Task to carry out:
Give the records below as a Markdown table with the columns "No." and "Line". Start at the beginning of the records and stop after the line containing "[501,139,519,205]", numbering each line and leaving out blank lines and pictures.

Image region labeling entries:
★ ★ ★

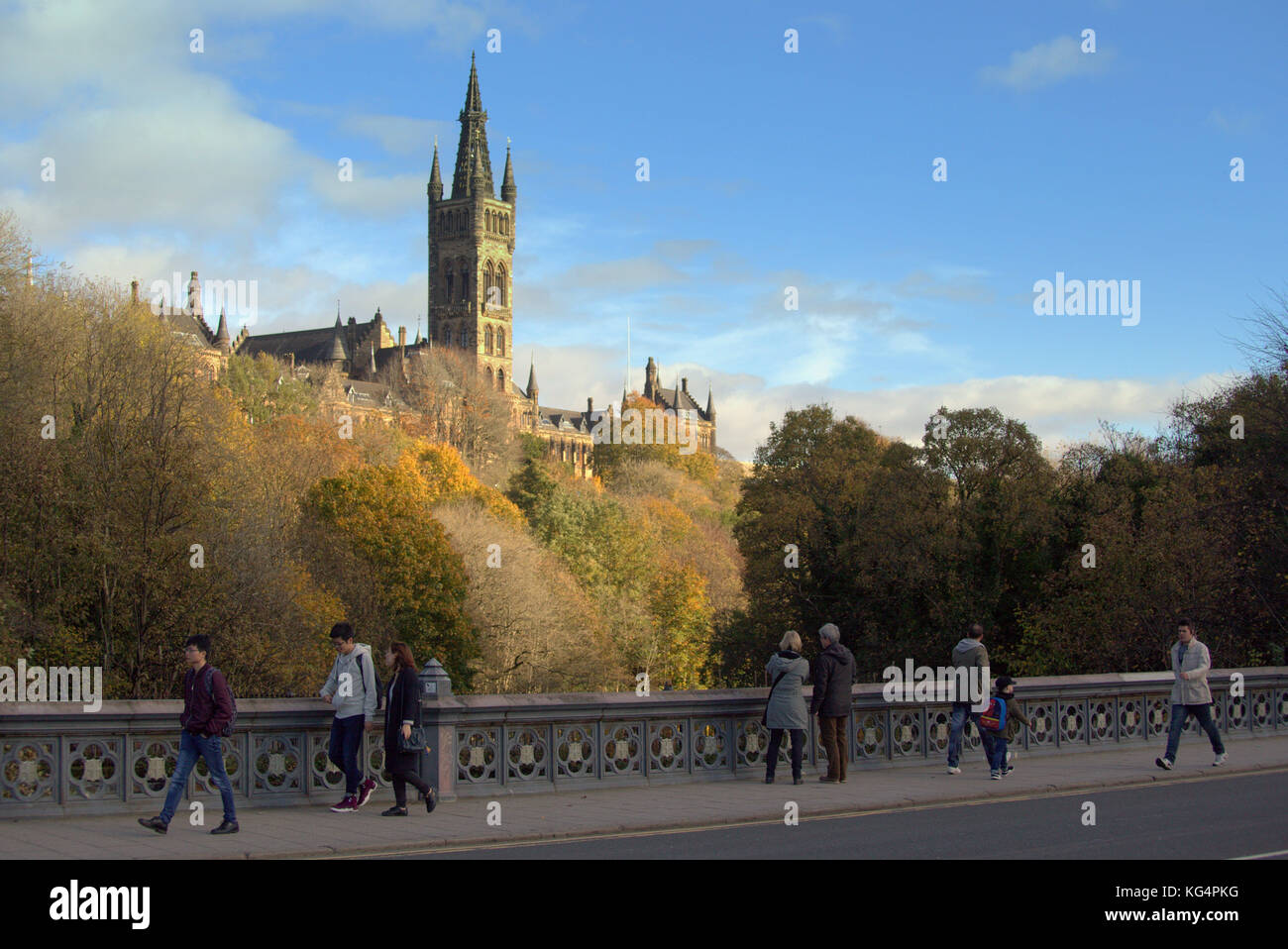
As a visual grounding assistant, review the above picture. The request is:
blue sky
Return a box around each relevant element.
[0,0,1288,459]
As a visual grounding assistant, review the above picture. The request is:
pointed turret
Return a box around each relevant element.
[641,356,661,402]
[215,306,231,353]
[471,142,486,197]
[429,135,443,203]
[327,315,349,364]
[188,270,201,313]
[519,360,540,402]
[452,53,496,198]
[501,139,519,205]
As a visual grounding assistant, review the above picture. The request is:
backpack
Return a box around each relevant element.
[203,663,237,738]
[358,653,385,712]
[979,696,1006,731]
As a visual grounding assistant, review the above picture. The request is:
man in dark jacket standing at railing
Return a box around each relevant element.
[139,635,239,833]
[808,623,854,785]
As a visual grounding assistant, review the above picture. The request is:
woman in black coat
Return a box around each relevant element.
[380,643,437,817]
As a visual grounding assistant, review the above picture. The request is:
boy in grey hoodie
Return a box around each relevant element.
[948,623,993,774]
[321,623,376,814]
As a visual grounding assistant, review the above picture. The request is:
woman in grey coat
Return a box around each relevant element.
[765,630,808,785]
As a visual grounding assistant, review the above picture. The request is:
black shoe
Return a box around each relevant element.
[139,817,170,833]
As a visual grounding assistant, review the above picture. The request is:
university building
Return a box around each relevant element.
[143,56,716,477]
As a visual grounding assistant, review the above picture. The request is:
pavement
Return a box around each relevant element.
[0,735,1288,860]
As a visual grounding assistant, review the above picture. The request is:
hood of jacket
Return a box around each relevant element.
[821,643,854,666]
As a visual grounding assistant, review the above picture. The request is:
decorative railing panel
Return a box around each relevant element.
[0,667,1288,817]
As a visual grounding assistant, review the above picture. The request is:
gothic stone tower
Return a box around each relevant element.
[428,54,516,394]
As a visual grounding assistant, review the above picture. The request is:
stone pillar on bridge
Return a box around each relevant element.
[420,658,456,801]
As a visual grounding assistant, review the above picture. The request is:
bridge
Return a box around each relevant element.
[0,660,1288,819]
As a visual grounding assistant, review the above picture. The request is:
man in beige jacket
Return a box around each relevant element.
[1154,617,1225,772]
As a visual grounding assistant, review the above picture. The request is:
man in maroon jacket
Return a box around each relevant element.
[139,635,240,833]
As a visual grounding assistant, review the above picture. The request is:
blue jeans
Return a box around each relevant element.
[765,729,805,778]
[161,731,237,824]
[1164,704,1225,765]
[979,729,1008,774]
[948,701,989,768]
[327,714,368,794]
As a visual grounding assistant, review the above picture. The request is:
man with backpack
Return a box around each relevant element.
[139,635,241,834]
[948,623,992,774]
[321,623,380,814]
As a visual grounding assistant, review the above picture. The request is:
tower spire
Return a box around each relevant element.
[429,135,443,201]
[452,53,496,198]
[215,306,231,353]
[501,138,519,205]
[528,353,538,399]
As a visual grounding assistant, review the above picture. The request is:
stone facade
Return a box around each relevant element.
[145,56,716,477]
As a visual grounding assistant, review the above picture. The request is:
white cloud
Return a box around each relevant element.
[979,36,1113,91]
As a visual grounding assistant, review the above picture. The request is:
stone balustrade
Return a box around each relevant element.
[0,661,1288,817]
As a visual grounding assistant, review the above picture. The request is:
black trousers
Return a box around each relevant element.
[385,752,429,807]
[765,729,805,778]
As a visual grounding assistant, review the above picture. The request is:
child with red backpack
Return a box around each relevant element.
[979,676,1033,781]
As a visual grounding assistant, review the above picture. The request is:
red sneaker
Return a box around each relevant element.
[358,778,376,807]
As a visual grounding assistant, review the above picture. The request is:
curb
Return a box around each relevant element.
[243,763,1288,860]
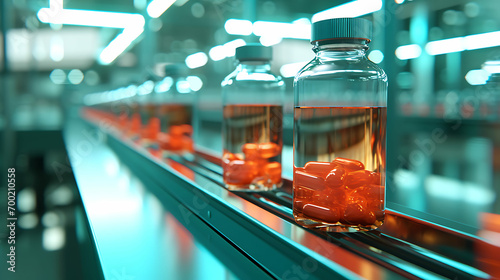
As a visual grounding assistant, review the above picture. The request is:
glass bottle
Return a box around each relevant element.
[222,44,285,191]
[154,64,195,154]
[293,18,387,232]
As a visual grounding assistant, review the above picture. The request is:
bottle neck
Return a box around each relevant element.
[313,39,368,59]
[237,60,271,72]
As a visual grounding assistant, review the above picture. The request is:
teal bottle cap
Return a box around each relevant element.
[311,18,372,43]
[235,44,273,60]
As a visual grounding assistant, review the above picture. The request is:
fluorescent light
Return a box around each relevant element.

★ ★ ★

Task solution:
| No. | Line |
|---|---|
| 1 | As a visual grounding assistant, review the above picture. The request is: |
| 2 | blue sky |
| 3 | Return a box around each relevant element. |
| 4 | [0,0,1288,459] |
| 5 | As a visual grounding assistant, review the above picture. The request is: |
| 6 | pointed turret |
| 7 | Return a box around each relevant element. |
| 8 | [641,356,661,402] |
| 9 | [215,306,231,353] |
| 10 | [471,142,486,197] |
| 11 | [429,135,443,203] |
| 12 | [327,315,349,364] |
| 13 | [188,270,201,313] |
| 14 | [519,360,540,402] |
| 15 | [452,53,496,198] |
| 16 | [501,139,519,205] |